Problem statement: Repeat the data exactly, with every line included.

*-*-*

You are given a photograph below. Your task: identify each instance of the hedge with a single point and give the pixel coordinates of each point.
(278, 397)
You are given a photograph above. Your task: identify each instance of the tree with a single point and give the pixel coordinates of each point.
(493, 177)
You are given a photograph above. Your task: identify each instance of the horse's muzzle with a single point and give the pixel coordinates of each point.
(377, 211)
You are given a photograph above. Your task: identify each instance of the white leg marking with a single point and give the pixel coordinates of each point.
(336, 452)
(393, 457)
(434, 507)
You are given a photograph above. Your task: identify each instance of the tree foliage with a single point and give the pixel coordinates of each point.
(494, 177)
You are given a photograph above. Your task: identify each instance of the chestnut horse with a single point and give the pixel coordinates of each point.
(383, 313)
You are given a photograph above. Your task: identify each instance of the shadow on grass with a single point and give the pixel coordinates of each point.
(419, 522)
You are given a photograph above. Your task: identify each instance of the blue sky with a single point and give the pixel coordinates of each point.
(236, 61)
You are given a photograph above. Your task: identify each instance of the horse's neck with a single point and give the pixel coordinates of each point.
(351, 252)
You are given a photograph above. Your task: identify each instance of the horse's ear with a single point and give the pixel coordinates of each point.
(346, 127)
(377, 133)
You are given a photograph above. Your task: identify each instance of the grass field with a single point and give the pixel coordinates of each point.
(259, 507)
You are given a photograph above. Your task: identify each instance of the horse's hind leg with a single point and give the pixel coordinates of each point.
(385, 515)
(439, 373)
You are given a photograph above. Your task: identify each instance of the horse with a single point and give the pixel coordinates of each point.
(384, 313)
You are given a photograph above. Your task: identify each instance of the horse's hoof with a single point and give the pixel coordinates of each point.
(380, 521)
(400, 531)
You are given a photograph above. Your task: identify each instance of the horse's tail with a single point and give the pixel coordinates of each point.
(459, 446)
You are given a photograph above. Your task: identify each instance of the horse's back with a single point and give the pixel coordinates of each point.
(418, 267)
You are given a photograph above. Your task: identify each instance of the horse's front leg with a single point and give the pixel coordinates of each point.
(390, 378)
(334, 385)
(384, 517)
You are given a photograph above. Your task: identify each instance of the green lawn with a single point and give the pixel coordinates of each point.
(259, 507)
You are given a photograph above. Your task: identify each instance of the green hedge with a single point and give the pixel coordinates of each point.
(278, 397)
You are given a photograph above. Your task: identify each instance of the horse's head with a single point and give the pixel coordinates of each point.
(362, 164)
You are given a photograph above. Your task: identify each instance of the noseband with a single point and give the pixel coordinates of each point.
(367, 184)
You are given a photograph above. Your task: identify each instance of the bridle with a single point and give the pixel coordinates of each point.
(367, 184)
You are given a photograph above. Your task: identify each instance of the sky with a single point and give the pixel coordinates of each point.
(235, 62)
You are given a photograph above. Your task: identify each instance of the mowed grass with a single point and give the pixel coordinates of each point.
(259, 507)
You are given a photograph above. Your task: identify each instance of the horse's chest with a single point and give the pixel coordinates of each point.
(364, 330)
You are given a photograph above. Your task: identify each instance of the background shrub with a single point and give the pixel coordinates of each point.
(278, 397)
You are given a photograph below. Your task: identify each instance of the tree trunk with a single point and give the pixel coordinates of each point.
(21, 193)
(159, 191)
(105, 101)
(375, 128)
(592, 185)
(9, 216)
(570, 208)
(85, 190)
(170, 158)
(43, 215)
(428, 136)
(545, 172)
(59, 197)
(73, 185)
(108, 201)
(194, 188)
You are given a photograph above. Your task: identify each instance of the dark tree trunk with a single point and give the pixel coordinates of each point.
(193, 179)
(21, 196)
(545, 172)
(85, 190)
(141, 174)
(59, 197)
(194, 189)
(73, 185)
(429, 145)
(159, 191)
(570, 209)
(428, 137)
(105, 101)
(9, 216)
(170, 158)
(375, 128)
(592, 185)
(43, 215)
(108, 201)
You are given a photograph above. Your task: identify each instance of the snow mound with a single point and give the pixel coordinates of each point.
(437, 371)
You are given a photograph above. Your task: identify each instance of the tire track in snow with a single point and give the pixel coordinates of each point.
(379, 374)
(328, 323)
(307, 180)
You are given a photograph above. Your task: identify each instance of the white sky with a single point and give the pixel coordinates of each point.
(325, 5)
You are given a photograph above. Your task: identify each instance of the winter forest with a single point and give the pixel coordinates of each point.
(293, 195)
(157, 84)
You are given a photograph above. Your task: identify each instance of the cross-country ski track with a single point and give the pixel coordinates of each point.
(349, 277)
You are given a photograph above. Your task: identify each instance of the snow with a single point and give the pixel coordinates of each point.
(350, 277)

*-*-*

Exercise response:
You are given a photograph below. Your task: identify each instance of the hedge with a single point and give the pixel coordinates of each point.
(278, 397)
You are given a photograph above. Your task: identify each instance of the tree with a single point and give the pixel coordinates of each point.
(493, 177)
You are given a photograph above. Your task: identify each instance of the horse's muzzle with a single point and give the pixel coordinates of each point.
(377, 211)
You are given a photograph above. Your task: identify each instance of the white leg marking with a single point and give the pixel coordinates of each point.
(336, 452)
(393, 457)
(434, 507)
You are given a photograph above. Your task: identify each instance of the tree foliage with a single point and give the pixel coordinates of each point.
(494, 177)
You are given a photograph above. Your task: identify each instance of the chestnut horse with a single point and give the pixel coordinates of each point.
(383, 313)
You are given a photograph above. Your task: identify each instance of the shadow on grass with a single point and give the pixel coordinates of each point.
(419, 522)
You are given a photograph above. Your task: identify each instance of the blue sky with a single point and give the pixel coordinates of each point.
(236, 61)
You are given a photograph above. Your task: identify each instance of the horse's neck with a single point and give the pixel coordinates of each point.
(351, 252)
You are given a photograph above. Your task: identify each instance of the horse's ear with a single point and give the pixel coordinates of each point.
(346, 127)
(377, 133)
You are given a photograph above. Your task: identify each instance of the grass field with a single point and give the pixel coordinates of each point.
(259, 507)
You are given a photograph above. Your task: identify each instance of the horse's hind leg with a single point and give the pixel coordinates of each point.
(385, 515)
(439, 373)
You are given a photograph above. Your task: identify each instance of the horse with a single point and give the pixel coordinates of each point.
(384, 313)
You are given a photograph above. Your task: identify each instance of the horse's hoof with a single point and give the pixel coordinates of each point.
(380, 521)
(400, 531)
You are given a photograph above. Your task: identify each instance of the horse's tail with a single point and give the pixel coordinates of each point.
(459, 446)
You are given a photograph above. Your task: identify each instance of the horse's back with a single point and give the pixel coordinates of each point.
(418, 267)
You are given a photograph above. Your task: identify each instance of the horse's front leg with a single point and give the pixel coordinates of each point.
(390, 378)
(334, 385)
(384, 517)
You are given a photograph above. Your task: identify each instance of the green lawn with a single point and give the pixel coordinates of each point.
(259, 507)
You are given a photograph above. Your task: identify each instance of the green hedge with a single point and give the pixel coordinates of each point.
(278, 397)
You are given a photograph above. Your task: identify each instance of the horse's head with a single point and give the pixel coordinates of each point.
(362, 164)
You are given a photograph above. Your task: identify each instance of the noseband with a single point and give the pixel coordinates of each point.
(367, 184)
You are given a photograph above. Your task: identify each instance of the bridle with a single point and give the pixel coordinates of each point.
(367, 184)
You are given a photograph above. Your task: identify each instance of the sky with a single point and give the pixel coordinates of each point.
(235, 62)
You are given a photograph above. Your task: identify each instance of the mowed grass with a single point and give the pixel coordinates of each point.
(259, 507)
You are given a photograph above. Your task: identify each instance of the horse's chest with a single point and give the pixel coordinates of each point.
(364, 330)
You are given a photograph above. Your task: identify each instance of the background shrub with a single point and give the pixel coordinates of each point.
(278, 397)
You are given a photograph below. Your task: identify each instance of the tree trunk with a single point and give the pixel coordinates of each point.
(21, 193)
(159, 191)
(105, 101)
(375, 128)
(592, 185)
(9, 216)
(570, 208)
(85, 190)
(170, 158)
(43, 215)
(428, 136)
(545, 172)
(59, 197)
(73, 185)
(108, 201)
(194, 188)
You are given a photograph above. Your task: identify each instance of the dark tree trunk with a single point and give the pixel coordinates of each point.
(193, 179)
(21, 196)
(545, 172)
(85, 190)
(141, 174)
(59, 197)
(194, 189)
(73, 185)
(429, 145)
(159, 191)
(570, 209)
(428, 137)
(105, 101)
(9, 216)
(170, 158)
(375, 128)
(592, 185)
(43, 215)
(108, 201)
You are given a photograph above. Your task: identify each instance of the snow mound with a single point and give the pixel coordinates of each point.
(437, 371)
You are given a photograph above. Your task: identify each instance of the tire track in snow with a single point and give the pixel coordinates of each point.
(379, 374)
(328, 323)
(307, 180)
You are given a photograph above. Your task: identify each instance of the white sky with a single point and give the pixel coordinates of each point.
(325, 5)
You are given a photograph above. Your task: identify each instance of the winter forest with a single point and give the pixel coordinates of each point.
(293, 195)
(157, 84)
You are given a photograph above. Your task: identify each instance of the cross-country ski track with a single point and give the pixel coordinates of each point.
(349, 277)
You are given a photograph above. Your task: identify each instance of the snow with a single point and give the pixel coordinates of each point.
(350, 277)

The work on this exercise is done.